[Start of Attachment]
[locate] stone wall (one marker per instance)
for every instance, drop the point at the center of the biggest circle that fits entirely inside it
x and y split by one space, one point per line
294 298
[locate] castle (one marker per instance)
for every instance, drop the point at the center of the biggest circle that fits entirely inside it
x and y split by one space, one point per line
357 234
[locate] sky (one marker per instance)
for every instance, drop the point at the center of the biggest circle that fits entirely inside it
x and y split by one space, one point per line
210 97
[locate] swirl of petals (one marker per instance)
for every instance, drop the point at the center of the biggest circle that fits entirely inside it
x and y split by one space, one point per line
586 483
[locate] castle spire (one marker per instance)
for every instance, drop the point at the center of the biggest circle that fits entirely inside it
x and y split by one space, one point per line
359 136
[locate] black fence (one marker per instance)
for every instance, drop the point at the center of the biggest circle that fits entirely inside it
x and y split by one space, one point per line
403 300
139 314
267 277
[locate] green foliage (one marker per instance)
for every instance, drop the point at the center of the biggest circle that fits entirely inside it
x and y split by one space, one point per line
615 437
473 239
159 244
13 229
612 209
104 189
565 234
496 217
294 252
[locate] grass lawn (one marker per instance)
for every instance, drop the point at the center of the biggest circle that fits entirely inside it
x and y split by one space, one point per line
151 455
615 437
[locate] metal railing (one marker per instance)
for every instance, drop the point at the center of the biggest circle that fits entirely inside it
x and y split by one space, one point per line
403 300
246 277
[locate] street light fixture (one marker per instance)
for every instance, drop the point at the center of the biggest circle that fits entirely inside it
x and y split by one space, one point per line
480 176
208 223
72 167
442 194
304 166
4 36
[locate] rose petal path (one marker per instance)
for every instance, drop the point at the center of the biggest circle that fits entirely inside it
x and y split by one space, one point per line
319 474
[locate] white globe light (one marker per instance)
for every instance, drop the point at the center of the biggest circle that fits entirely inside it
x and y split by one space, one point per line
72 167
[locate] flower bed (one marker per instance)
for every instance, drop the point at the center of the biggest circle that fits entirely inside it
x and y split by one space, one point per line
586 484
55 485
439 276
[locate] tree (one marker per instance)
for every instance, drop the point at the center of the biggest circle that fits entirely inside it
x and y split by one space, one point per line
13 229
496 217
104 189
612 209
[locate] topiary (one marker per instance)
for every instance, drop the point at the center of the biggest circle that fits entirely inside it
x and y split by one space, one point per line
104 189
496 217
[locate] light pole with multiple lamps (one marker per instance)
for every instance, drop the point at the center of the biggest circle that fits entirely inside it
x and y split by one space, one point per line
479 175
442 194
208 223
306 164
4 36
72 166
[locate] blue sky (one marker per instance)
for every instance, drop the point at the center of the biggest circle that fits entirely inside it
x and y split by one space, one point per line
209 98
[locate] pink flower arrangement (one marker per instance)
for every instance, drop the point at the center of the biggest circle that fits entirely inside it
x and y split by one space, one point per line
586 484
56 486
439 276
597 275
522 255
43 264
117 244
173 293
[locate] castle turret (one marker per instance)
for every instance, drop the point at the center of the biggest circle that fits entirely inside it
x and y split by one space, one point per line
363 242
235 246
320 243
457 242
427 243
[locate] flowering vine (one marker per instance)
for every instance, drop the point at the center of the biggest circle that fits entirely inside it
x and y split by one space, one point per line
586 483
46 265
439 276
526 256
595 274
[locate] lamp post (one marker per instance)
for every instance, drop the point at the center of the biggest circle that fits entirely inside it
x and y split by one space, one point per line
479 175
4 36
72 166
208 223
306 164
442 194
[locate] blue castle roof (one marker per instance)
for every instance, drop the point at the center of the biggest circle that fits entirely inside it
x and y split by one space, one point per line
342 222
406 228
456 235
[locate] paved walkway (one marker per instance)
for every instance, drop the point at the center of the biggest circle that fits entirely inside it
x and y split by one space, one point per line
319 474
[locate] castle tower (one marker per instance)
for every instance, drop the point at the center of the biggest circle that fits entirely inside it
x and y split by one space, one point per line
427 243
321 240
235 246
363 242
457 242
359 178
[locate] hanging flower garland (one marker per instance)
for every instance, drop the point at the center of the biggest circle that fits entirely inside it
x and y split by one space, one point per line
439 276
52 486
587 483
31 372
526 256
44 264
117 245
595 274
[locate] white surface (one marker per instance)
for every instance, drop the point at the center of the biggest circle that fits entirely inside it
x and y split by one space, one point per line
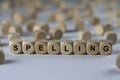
59 67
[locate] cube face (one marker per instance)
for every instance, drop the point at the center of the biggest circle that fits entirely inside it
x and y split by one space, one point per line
40 34
41 47
92 48
28 47
15 47
111 36
45 27
94 20
62 26
66 47
79 47
105 48
53 47
56 34
84 35
13 36
79 25
118 61
15 29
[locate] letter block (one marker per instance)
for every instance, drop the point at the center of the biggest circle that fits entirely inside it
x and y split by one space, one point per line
66 47
92 48
53 47
105 47
79 47
2 56
41 46
28 47
15 46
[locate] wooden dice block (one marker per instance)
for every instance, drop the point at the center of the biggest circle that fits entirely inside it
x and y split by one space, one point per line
62 26
31 12
60 17
94 20
4 28
36 28
15 46
2 56
13 36
40 34
105 47
84 35
111 36
30 26
15 29
102 28
18 18
45 27
41 46
53 47
52 17
66 47
118 61
79 25
55 33
92 48
28 47
79 47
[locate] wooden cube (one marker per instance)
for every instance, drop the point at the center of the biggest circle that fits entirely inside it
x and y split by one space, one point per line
31 12
79 47
66 47
45 27
36 28
84 35
118 61
111 36
94 20
15 29
62 26
53 47
13 36
92 48
4 28
55 34
60 17
105 47
79 25
30 26
15 46
2 56
40 34
102 28
28 47
18 18
41 46
52 17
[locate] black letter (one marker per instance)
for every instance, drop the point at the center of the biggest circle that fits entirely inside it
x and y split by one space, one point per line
15 47
92 48
53 48
105 48
66 49
41 47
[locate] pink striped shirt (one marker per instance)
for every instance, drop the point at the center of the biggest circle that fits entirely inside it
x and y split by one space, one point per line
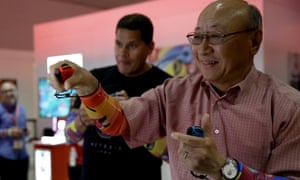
256 122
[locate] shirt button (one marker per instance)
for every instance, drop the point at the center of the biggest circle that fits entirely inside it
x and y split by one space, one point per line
217 131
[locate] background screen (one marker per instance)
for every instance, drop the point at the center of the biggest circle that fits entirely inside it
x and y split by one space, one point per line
49 105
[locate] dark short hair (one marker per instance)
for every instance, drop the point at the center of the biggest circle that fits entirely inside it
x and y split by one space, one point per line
255 18
138 22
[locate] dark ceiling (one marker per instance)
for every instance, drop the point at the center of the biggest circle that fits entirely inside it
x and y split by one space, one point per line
19 16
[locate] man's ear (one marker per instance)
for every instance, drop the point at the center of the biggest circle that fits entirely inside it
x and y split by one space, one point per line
256 41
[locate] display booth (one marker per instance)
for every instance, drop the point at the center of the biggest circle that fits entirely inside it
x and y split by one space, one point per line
51 161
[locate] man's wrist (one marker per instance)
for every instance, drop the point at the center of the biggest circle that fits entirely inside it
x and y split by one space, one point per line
232 169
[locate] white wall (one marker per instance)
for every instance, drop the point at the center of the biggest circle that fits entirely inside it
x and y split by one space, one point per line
282 27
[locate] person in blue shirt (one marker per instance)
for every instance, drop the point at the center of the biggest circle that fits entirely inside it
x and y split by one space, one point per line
13 153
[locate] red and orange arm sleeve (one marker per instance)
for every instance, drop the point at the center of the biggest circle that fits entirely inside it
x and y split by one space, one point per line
107 112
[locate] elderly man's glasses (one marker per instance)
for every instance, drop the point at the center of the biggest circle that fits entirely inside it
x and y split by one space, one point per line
212 38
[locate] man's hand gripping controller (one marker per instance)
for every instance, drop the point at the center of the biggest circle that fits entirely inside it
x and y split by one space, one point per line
63 72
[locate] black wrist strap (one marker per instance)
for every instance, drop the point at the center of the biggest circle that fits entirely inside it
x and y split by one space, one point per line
200 176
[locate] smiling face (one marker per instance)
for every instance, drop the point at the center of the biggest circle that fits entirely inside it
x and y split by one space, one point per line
131 52
8 93
228 62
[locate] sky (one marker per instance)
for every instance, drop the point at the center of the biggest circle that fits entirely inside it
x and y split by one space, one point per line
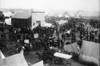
90 6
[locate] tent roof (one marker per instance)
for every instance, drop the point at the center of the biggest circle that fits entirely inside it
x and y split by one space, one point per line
22 14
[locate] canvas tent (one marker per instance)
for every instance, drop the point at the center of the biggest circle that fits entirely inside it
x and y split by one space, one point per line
1 55
15 60
38 64
72 48
90 49
90 52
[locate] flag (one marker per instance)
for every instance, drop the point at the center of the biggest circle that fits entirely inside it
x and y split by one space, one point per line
1 55
14 60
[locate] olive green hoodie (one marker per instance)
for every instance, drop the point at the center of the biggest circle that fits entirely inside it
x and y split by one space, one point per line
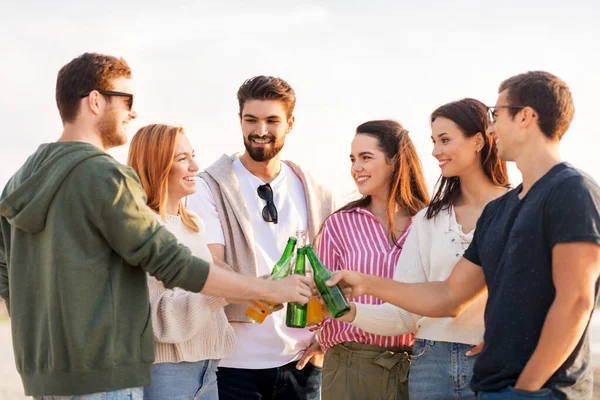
76 240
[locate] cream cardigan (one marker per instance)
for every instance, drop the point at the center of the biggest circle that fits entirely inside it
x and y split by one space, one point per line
431 251
188 326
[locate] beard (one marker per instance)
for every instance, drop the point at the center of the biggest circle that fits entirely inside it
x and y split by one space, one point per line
261 154
110 131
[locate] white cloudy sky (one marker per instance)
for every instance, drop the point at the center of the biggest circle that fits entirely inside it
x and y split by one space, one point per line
348 62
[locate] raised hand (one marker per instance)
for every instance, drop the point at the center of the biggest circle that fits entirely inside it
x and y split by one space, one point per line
292 289
353 284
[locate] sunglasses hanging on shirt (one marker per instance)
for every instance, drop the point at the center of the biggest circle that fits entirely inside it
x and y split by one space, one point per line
269 212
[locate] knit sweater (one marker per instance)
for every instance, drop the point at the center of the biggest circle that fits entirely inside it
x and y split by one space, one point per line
431 251
239 239
188 326
76 243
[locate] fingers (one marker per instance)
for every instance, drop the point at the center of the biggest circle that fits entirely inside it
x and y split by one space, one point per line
336 278
313 349
302 362
254 304
475 350
277 307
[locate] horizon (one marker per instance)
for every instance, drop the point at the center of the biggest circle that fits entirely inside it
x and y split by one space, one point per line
347 64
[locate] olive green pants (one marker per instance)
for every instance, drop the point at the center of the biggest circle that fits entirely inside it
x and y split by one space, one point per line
355 371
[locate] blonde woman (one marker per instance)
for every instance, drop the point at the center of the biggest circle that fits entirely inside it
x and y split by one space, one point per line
191 331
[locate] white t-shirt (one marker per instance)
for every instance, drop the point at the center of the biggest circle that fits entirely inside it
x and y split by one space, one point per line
270 344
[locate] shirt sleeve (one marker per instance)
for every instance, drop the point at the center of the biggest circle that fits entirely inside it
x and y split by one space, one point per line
572 212
178 315
116 205
203 204
328 248
472 252
4 289
328 251
387 319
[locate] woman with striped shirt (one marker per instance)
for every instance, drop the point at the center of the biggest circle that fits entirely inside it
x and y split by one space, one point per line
367 235
471 176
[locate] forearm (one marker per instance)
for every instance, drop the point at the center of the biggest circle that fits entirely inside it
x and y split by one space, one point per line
564 325
384 319
431 299
228 284
4 292
178 315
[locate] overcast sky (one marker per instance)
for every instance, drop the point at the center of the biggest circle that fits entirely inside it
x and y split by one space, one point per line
348 62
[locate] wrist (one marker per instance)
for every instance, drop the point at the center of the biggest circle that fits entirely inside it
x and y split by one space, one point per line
527 384
350 316
368 283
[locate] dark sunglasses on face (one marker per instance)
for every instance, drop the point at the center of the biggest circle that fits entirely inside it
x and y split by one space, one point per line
269 212
111 93
492 110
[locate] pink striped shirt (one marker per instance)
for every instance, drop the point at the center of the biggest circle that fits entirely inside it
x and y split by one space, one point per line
355 240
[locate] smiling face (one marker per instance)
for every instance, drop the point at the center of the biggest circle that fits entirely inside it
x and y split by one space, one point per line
504 129
264 127
112 124
456 153
182 176
371 170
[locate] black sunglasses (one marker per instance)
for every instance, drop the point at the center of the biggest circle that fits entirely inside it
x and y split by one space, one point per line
269 212
111 93
492 109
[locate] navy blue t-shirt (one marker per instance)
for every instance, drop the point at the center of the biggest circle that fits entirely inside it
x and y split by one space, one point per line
513 243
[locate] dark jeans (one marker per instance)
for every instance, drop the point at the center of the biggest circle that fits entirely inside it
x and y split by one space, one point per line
511 393
285 383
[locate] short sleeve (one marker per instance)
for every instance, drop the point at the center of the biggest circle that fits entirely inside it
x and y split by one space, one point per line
472 252
328 248
203 204
572 212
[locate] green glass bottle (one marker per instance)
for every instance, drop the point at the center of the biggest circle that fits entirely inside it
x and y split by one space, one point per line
281 269
296 313
332 296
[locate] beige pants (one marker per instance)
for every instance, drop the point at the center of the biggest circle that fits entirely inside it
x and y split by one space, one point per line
355 371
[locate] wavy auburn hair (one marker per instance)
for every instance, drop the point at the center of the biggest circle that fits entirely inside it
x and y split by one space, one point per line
151 155
471 117
407 188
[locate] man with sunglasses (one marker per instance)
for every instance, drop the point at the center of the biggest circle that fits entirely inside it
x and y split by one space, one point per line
76 242
251 204
536 249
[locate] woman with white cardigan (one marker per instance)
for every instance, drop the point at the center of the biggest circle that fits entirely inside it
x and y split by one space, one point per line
472 176
191 331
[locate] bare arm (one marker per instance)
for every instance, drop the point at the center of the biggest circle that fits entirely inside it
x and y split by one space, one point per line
431 299
228 284
575 270
4 292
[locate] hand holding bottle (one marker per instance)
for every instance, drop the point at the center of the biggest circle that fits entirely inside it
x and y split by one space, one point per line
353 284
292 289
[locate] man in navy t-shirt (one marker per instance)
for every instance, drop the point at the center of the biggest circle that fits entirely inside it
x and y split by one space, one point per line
536 249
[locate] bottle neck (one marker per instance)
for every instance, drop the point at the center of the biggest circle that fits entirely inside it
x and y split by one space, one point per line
300 262
289 249
317 265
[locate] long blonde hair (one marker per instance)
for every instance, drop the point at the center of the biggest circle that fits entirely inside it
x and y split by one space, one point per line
151 156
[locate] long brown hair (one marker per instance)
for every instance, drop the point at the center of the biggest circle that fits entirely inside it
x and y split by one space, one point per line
151 155
407 188
471 117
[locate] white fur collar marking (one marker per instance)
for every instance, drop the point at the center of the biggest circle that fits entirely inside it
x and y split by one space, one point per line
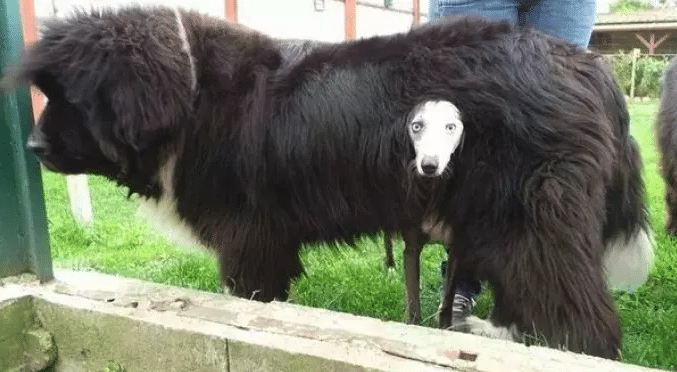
186 48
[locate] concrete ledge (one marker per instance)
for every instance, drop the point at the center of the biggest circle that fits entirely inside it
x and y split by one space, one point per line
101 322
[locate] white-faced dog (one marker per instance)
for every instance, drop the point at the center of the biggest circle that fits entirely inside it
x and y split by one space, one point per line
436 131
261 153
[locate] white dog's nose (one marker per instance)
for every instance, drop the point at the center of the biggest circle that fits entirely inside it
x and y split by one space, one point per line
429 165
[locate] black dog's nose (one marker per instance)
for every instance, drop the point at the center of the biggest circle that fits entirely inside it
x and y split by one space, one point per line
37 144
429 165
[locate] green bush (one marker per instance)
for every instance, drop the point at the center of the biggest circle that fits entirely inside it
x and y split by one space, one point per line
648 73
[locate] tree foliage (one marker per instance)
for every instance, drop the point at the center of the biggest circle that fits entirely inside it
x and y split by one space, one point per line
628 6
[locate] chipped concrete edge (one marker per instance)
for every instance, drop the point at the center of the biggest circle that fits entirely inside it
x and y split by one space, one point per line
247 335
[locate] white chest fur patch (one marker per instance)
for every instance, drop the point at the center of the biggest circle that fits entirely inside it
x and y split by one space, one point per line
163 215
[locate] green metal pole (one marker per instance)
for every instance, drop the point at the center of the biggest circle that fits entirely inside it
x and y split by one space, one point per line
24 240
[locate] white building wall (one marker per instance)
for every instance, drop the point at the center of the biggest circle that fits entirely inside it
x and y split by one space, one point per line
282 19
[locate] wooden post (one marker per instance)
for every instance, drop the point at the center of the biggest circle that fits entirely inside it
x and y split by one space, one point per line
24 240
231 10
78 195
417 12
350 10
635 56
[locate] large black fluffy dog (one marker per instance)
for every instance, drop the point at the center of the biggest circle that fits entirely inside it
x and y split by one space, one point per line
255 153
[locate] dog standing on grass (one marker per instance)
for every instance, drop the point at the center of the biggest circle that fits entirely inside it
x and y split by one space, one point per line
254 156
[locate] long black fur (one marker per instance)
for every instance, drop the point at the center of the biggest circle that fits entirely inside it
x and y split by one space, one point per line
273 152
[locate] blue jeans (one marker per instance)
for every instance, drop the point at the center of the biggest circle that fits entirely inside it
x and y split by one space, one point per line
571 20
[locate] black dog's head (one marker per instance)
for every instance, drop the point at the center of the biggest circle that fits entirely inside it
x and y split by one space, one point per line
117 90
62 138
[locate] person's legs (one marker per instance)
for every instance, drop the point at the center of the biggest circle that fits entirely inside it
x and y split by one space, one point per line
493 9
571 20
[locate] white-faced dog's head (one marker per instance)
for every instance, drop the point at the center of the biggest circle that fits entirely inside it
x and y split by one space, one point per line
435 129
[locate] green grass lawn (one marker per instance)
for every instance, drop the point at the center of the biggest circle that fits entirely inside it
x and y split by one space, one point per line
352 280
[End of Attachment]
Scan the data above. Return every line with "concrete" in it.

▸ **Solution for this problem**
[locate] concrete ledge (one marker per instance)
[locate] chipped concrete edge (one marker per instance)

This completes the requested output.